Objective: Omit all pictures and give the records below again exactly as written.

Data records:
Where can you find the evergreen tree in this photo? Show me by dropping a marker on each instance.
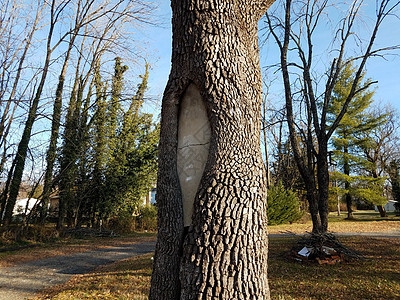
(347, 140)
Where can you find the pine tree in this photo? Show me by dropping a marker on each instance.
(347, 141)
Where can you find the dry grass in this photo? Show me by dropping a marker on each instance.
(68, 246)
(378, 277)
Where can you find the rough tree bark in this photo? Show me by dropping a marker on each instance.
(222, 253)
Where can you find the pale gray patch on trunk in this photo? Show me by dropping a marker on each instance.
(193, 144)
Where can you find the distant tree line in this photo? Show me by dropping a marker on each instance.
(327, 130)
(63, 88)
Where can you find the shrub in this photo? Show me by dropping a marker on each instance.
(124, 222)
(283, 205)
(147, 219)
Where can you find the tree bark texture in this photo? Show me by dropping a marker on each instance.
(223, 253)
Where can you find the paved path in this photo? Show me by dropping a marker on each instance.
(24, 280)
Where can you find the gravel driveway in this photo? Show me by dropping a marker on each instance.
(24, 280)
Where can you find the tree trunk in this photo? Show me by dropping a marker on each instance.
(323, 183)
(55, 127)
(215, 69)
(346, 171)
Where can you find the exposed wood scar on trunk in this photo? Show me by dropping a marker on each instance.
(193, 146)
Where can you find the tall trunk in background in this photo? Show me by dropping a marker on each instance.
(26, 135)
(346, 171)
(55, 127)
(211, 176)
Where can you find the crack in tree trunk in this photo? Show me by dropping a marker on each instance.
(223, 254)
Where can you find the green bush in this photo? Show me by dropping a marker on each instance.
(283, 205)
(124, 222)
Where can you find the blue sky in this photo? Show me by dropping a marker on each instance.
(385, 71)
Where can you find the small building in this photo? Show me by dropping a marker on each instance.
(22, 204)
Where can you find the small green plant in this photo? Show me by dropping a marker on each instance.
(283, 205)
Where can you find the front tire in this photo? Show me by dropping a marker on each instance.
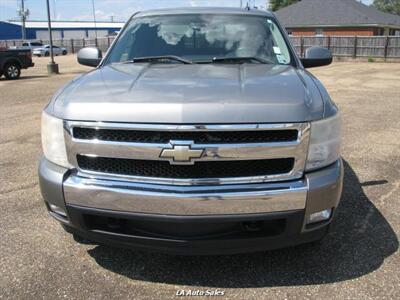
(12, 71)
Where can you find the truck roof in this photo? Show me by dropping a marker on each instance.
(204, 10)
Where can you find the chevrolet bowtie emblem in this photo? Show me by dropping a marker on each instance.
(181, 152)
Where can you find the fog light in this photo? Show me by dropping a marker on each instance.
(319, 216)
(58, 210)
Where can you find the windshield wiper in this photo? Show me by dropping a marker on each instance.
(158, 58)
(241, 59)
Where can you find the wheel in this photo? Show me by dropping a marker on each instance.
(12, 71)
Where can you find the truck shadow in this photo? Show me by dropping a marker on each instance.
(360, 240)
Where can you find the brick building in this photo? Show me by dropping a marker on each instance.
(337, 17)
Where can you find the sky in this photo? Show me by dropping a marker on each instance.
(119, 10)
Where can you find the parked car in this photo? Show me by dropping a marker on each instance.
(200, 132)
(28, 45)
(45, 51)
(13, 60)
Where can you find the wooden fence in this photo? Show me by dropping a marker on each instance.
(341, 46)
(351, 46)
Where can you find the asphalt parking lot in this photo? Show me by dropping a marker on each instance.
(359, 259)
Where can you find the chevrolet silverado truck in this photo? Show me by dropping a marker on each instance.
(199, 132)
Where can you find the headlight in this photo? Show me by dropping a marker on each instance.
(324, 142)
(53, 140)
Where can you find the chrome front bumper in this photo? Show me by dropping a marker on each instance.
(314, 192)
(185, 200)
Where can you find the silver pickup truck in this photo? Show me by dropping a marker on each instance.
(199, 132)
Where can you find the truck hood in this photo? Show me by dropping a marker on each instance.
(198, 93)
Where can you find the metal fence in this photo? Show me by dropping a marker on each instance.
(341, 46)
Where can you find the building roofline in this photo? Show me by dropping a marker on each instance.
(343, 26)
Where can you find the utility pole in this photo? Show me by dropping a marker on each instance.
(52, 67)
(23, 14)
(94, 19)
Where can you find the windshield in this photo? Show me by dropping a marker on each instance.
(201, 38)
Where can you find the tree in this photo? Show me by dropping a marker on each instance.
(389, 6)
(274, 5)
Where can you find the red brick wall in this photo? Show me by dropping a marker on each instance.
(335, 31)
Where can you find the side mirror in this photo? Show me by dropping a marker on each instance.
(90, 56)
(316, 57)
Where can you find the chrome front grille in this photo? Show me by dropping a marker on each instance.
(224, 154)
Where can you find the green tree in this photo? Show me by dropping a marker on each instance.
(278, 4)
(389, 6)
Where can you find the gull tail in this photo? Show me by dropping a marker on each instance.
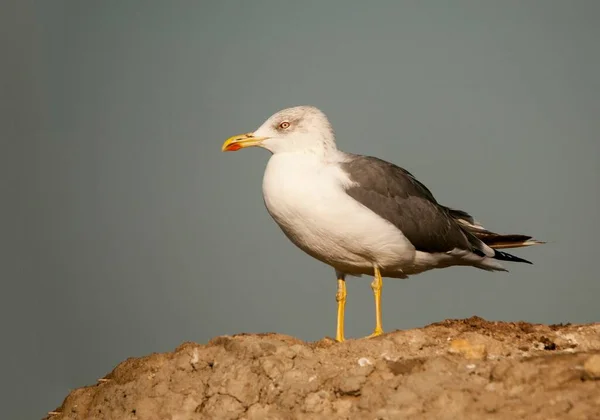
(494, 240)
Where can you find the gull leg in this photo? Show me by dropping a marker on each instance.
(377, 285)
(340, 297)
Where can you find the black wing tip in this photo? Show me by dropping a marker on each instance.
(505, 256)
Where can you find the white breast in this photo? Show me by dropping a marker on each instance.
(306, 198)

The answer:
Where can you find the evergreen tree in this photo? Show me by dropping a marker on each instance.
(347, 140)
Where can you find the pine tree in this photo? Show me by dropping a marker on each instance.
(347, 141)
Where can you find the dry grass in this photo? Show me by dropping a marker on each instance.
(68, 246)
(378, 277)
Where can you find the rough tree bark in this photo? Show me by dropping a marker on each instance.
(222, 253)
Where can you find the pale gray patch on trunk in this photo? Show me by dropping a marker on each instance.
(193, 144)
Where can you find the distant tree line in this photo? Show me by dropping a marker on each instance.
(327, 130)
(63, 88)
Where can you find the shrub in this photo? Show me by dropping a marker on each instance.
(124, 222)
(283, 205)
(147, 219)
Where can you find the tree bark texture in this photo? Show me by dropping a marker on each instance.
(223, 253)
Where can you find the paved path in this photo? Show me by dropping a marker on each instance.
(24, 280)
Where can you find the gravel driveway in this photo? Show me by dropping a marker on each instance.
(24, 280)
Where can you find the tree trunk in this photo? Show me by dropping a marker on each instance.
(323, 183)
(55, 127)
(215, 69)
(346, 171)
Where can you find the exposed wood scar on trunk in this photo? Show me by dropping a marker on each instance.
(193, 146)
Where can you find the tall trunk in background in this photo? Show me by dropping a marker on each instance.
(26, 135)
(346, 171)
(55, 127)
(211, 176)
Where can you find the crack in tree trunk in this photo? Show me by dropping a marker on each instance.
(223, 254)
Where can you find the green bush in this photo? Show me by dropping a marker on each instance.
(283, 205)
(124, 222)
Where can you find the blue sky in this photo? Show me by dropping a marker on each instance.
(385, 71)
Where can you find the small building in this photo? Show me by dropping a marker on each instance.
(22, 204)
Where can you find the small green plant in this photo? Show me by dropping a marker on each instance.
(283, 205)
Where can you find the front tire in this photo? Show me by dropping a marker on each instance.
(12, 71)
Where can you find the truck roof in this photo? Show me by dropping a marker on each instance.
(204, 10)
Where can you find the chevrolet bowtie emblem in this photo? Show me by dropping a marker on each instance.
(181, 152)
Where can you find the fog light in this photo? Show me by dropping a marker on each instance.
(319, 216)
(58, 210)
Where can you find the windshield wiper in this photo? Show me by dropping a marker on each instance.
(158, 58)
(241, 59)
Where can you find the wheel in this photo? Show me by dropping a marker on each instance.
(12, 71)
Where can you find the truck shadow in this photo? Show me by dropping a marker on each instance.
(360, 240)
Where can you find the brick building in this photo? Show me by dropping a marker on each instance.
(337, 17)
Where can you find the sky in this photo? Show me by dropping a marker on each instance.
(119, 10)
Where can you find the parked car in this photo? Show me by dropping a marker on each instance.
(200, 132)
(28, 45)
(45, 51)
(13, 60)
Where can you find the wooden fence in this photo? Show me by dropping a marker on each instance.
(341, 46)
(351, 46)
Where can you find the asphalt parking lot in this photo? Show me by dropping a marker on each instance.
(359, 259)
Where can you find the chevrolet silverado truck in this photo? Show me by dropping a marker on each instance.
(199, 132)
Where can you find the headlight in this photo? Show me by dropping a marker on each instance.
(324, 142)
(53, 140)
Where can you find the chrome front bumper in this photo? Show me by dropping a marker on each instance.
(314, 192)
(185, 200)
Where can you find the silver pickup truck in this photo? Show me by dropping a marker on each instance.
(199, 132)
Where can you find the truck hood in this photo? Show me by dropping a marker on each instance.
(198, 93)
Where can you find the metal fence in this photo? Show me by dropping a marker on each instance.
(341, 46)
Where can you find the building roofline in this photo? Show me by dropping a marker on each instance.
(343, 26)
Where can you find the utility pole in this photo? Show me by dropping a marker on each instance.
(52, 67)
(23, 14)
(94, 19)
Where can you find the windshield in this photo? Show me by dropping a marker on each instance.
(201, 38)
Where can you find the tree in this photo? Show me by dropping a marker on each instance.
(389, 6)
(274, 5)
Where can you find the red brick wall in this photo? Show me by dropping a marker on each instance.
(335, 31)
Where can you find the side mirror in this photo? Show me by dropping a marker on each instance.
(90, 56)
(316, 57)
Where can you find the chrome front grille in this photo? Show me by dropping a marker on each instance.
(224, 154)
Where can you find the green tree in this photo? Show me by dropping a marker on each instance.
(278, 4)
(389, 6)
Where can you find the gull tail in this photo? Show me by dropping a marker on each instance.
(494, 240)
Where can you find the gull leg in this photo? Show me by dropping a marker on each instance.
(377, 285)
(340, 297)
Where can you find the black wing tip in this photo? Show me by dropping a marker on each instance.
(505, 256)
Where can you find the white breast in this photo? Show me by dropping a marker on each instance.
(306, 198)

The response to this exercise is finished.